** STATED PROBLEM **
Turn every line of the entries below into a JSON list of strings, one string per line, with blank lines dropped. Leave the pictures out.

* begin ENTRIES SUPPLIED *

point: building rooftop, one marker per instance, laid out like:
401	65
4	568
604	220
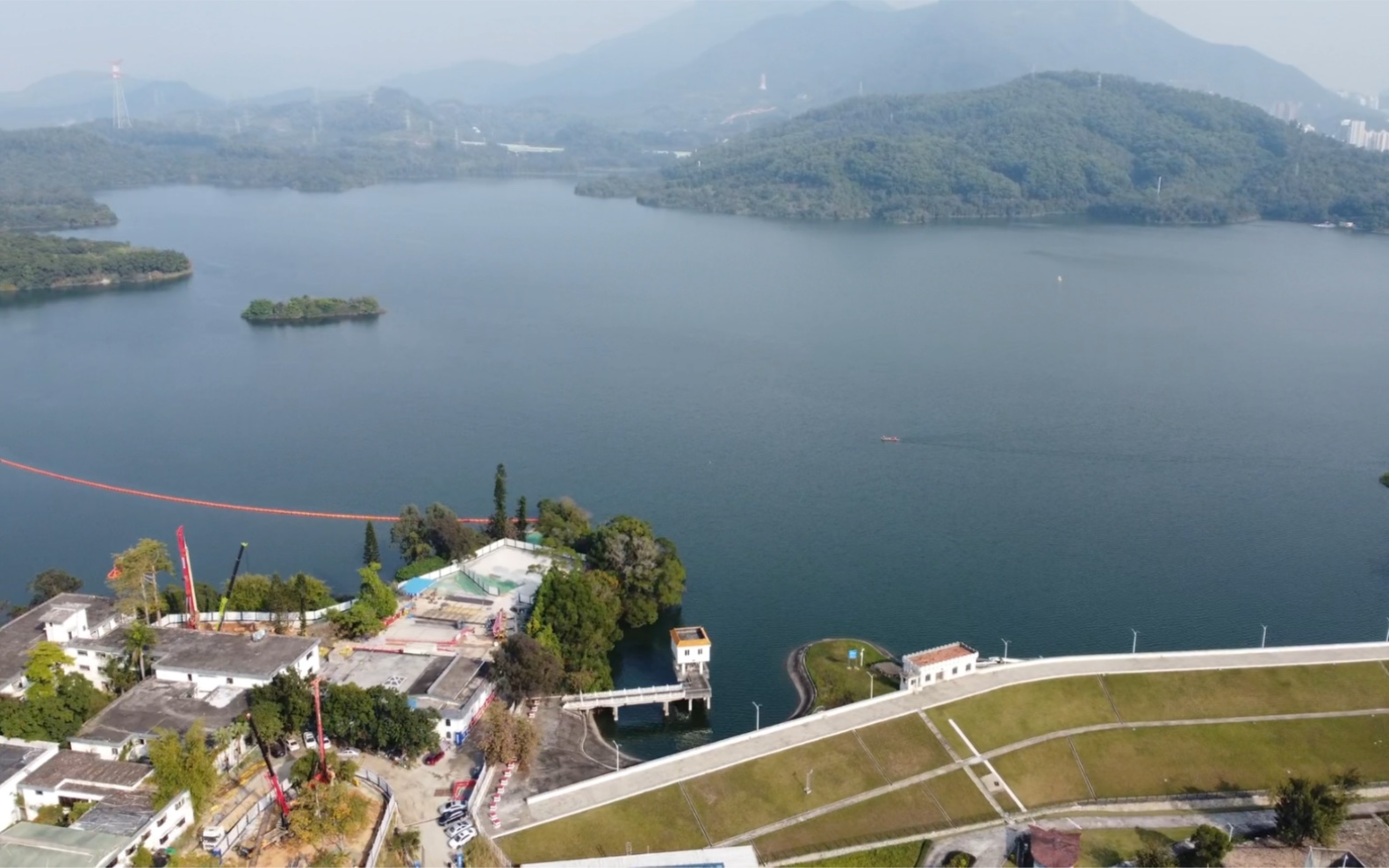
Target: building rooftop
121	814
940	655
689	635
1053	848
16	755
35	844
209	653
74	767
26	631
162	705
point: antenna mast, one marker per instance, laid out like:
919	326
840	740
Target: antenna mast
119	114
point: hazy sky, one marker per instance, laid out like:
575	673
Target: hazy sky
245	47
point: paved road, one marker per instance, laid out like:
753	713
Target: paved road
792	734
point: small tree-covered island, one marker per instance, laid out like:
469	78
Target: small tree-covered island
42	262
306	309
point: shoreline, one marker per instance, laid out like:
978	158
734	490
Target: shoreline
801	675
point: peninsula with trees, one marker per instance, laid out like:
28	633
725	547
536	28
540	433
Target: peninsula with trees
31	262
1057	143
306	309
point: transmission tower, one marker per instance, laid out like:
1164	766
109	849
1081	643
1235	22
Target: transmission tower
119	114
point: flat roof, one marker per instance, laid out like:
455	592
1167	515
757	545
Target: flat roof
940	655
162	705
35	844
76	767
209	653
26	631
382	668
14	757
710	857
121	814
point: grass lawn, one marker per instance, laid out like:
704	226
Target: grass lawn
897	856
1174	696
1011	714
1102	848
837	681
961	799
897	814
904	746
1231	756
1043	774
773	788
653	821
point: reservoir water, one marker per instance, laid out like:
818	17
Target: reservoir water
1177	431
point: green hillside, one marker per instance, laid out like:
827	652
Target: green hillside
1056	143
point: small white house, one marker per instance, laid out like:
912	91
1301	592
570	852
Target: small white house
940	663
691	649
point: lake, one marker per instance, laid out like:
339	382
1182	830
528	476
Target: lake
1176	431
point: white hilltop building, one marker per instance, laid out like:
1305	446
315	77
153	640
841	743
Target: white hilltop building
940	663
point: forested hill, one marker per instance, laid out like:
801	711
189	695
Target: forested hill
1056	143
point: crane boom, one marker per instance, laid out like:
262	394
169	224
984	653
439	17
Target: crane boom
270	772
231	585
191	598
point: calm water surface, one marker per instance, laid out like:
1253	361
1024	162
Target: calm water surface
1171	429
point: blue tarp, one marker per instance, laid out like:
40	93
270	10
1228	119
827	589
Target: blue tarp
415	586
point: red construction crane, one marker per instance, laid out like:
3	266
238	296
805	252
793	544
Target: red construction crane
270	772
191	596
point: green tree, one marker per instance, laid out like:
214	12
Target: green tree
370	550
42	668
375	593
269	721
139	639
499	527
184	764
408	535
1309	810
50	584
506	738
571	618
135	578
522	668
563	524
1209	846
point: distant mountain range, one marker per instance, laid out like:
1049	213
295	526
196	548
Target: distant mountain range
78	97
1052	143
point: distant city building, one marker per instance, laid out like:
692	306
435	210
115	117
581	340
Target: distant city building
940	663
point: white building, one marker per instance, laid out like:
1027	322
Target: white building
940	663
17	761
691	650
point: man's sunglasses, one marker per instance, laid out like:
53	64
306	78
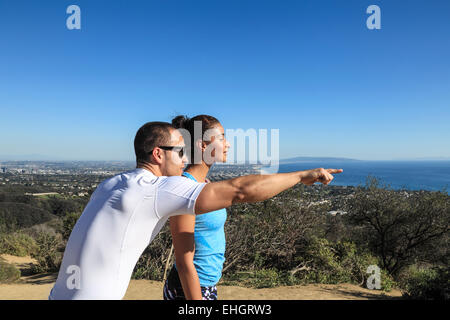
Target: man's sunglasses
178	149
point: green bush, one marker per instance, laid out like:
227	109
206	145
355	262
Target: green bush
426	283
47	255
17	244
68	224
334	262
8	272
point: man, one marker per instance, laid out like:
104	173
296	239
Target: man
127	211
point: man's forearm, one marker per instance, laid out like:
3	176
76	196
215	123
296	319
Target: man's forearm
255	188
190	281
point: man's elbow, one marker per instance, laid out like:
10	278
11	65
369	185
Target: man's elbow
185	265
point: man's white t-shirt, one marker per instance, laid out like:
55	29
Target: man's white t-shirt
123	216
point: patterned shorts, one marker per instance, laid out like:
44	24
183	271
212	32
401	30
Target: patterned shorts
174	291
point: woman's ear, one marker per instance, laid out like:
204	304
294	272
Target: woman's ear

* end ENTRIES SUPPLIED *

** THE COMPLETED TASK **
[
  "point: building rooftop, one marker per instance, laid out like:",
  "401\t65",
  "4\t568",
  "604\t220",
  "Target: building rooftop",
  "121\t814",
  "940\t655",
  "689\t635",
  "1053\t848",
  "16\t755",
  "35\t844",
  "209\t653",
  "74\t767",
  "26\t631",
  "162\t705",
  "point: antenna mast, one marker per instance, laid out like:",
  "919\t326",
  "840\t740",
  "Target: antenna mast",
  "119\t114",
  "point: hazy sky, one marker per instance, laid out like:",
  "575\t673",
  "Target: hazy sky",
  "245\t47",
  "point: paved road, one marker per instance, laid out like:",
  "753\t713",
  "Target: paved road",
  "792\t734",
  "point: small tree-covered island, one marker per instance, laid out like:",
  "469\t78",
  "Target: small tree-covered island",
  "42\t262",
  "306\t309",
  "point: shoreline, one marker per instance, laid out like:",
  "978\t158",
  "734\t490",
  "Target: shoreline",
  "801\t675",
  "point: peninsula with trees, one marker per instance, laid out like:",
  "28\t633",
  "725\t547",
  "536\t28",
  "540\t433",
  "Target: peninsula with trees",
  "31\t262",
  "1057\t143",
  "306\t309",
  "point: transmission tower, one marker per instance, laid out like:",
  "1164\t766",
  "109\t849",
  "1081\t643",
  "1235\t22",
  "Target: transmission tower",
  "119\t114",
  "point: flat roof, one marker per instance, laid out like:",
  "455\t592",
  "1167\t515",
  "757\t545",
  "Target: flat roof",
  "940\t655",
  "162\t705",
  "35\t844",
  "76\t767",
  "209\t653",
  "26\t631",
  "382\t668",
  "14\t757",
  "710\t857",
  "121\t814",
  "point: grass lawn, one marker per instance, laid out like:",
  "704\t226",
  "Target: grass lawn",
  "897\t856",
  "1174\t696",
  "1011\t714",
  "1102\t848",
  "837\t681",
  "961\t799",
  "897\t814",
  "904\t746",
  "1231\t756",
  "1043\t774",
  "773\t788",
  "653\t821",
  "point: reservoir water, one marker per instance, laid out like:",
  "818\t17",
  "Target: reservoir water",
  "1177\t431",
  "point: green hillside, one marker per instance, laid out like:",
  "827\t652",
  "Target: green hillside",
  "1056\t143",
  "point: small white house, one marker per instance, laid out like:",
  "912\t91",
  "1301\t592",
  "570\t852",
  "Target: small white house",
  "940\t663",
  "691\t649",
  "point: lake, one marker per instance, laid out like:",
  "339\t382",
  "1182\t830",
  "528\t476",
  "Target: lake",
  "1176\t431",
  "point: white hilltop building, one marker per instance, laid out like:",
  "1305\t446",
  "315\t77",
  "153\t640",
  "841\t743",
  "Target: white hilltop building",
  "940\t663",
  "point: forested hill, one marker per instance, laid out like:",
  "801\t711",
  "189\t695",
  "Target: forested hill",
  "1056\t143",
  "point: crane boom, one marker per instance, laid out like:",
  "262\t394",
  "169\t224",
  "984\t653",
  "439\t17",
  "Target: crane boom",
  "270\t772",
  "231\t585",
  "191\t598",
  "point: calm water surface, one marker per instance, laid out like:",
  "1253\t361",
  "1024\t162",
  "Target: calm water surface",
  "1171\t429",
  "point: blue tarp, one marker per instance, laid out like:",
  "40\t93",
  "270\t10",
  "1228\t119",
  "827\t589",
  "Target: blue tarp",
  "415\t586",
  "point: red construction crane, one marker per instance, laid out like:",
  "3\t266",
  "238\t296",
  "805\t252",
  "793\t544",
  "Target: red construction crane",
  "270\t772",
  "191\t596",
  "point: green tree, one marker per instance, laid out like:",
  "214\t12",
  "Target: green tree",
  "370\t550",
  "42\t668",
  "375\t593",
  "269\t721",
  "139\t639",
  "499\t527",
  "184\t764",
  "408\t535",
  "1309\t810",
  "50\t584",
  "506\t738",
  "571\t618",
  "135\t578",
  "522\t668",
  "563\t524",
  "1209\t846",
  "point: distant mountain range, one marker per instance, laid out like:",
  "1049\t213",
  "295\t526",
  "196\t548",
  "Target: distant mountain range",
  "78\t97",
  "1052\t143",
  "point: distant city building, one marker per instance, laid out like:",
  "692\t306",
  "435\t210",
  "115\t117",
  "581\t340",
  "Target: distant city building",
  "940\t663",
  "point: white building, one marker per instance, laid out like:",
  "1027\t322",
  "Target: white building",
  "940\t663",
  "17\t761",
  "691\t650",
  "point: man's sunglasses, one marker per instance, laid out like:",
  "53\t64",
  "306\t78",
  "Target: man's sunglasses",
  "178\t149",
  "point: green bush, one marker per instance, laid out like:",
  "227\t109",
  "206\t145",
  "355\t262",
  "Target: green bush",
  "426\t283",
  "47\t255",
  "17\t244",
  "68\t224",
  "334\t262",
  "8\t272",
  "point: man, one marker per instance, laid out like:",
  "104\t173",
  "296\t239",
  "Target: man",
  "127\t211",
  "point: man's forearm, one marker per instance, laid out like:",
  "3\t176",
  "76\t196",
  "215\t123",
  "296\t319",
  "Target: man's forearm",
  "255\t188",
  "190\t281",
  "point: man's elbow, one marker per instance, laid out like:",
  "10\t278",
  "11\t65",
  "369\t185",
  "Target: man's elbow",
  "185\t265",
  "point: man's white t-shirt, one marker per instance, laid out like:",
  "55\t29",
  "Target: man's white t-shirt",
  "123\t216",
  "point: patterned shorts, one marker per instance, laid out like:",
  "44\t24",
  "183\t271",
  "212\t32",
  "401\t30",
  "Target: patterned shorts",
  "174\t291",
  "point: woman's ear, one marker per instance, laid out like:",
  "204\t304",
  "294\t272",
  "Target: woman's ear"
]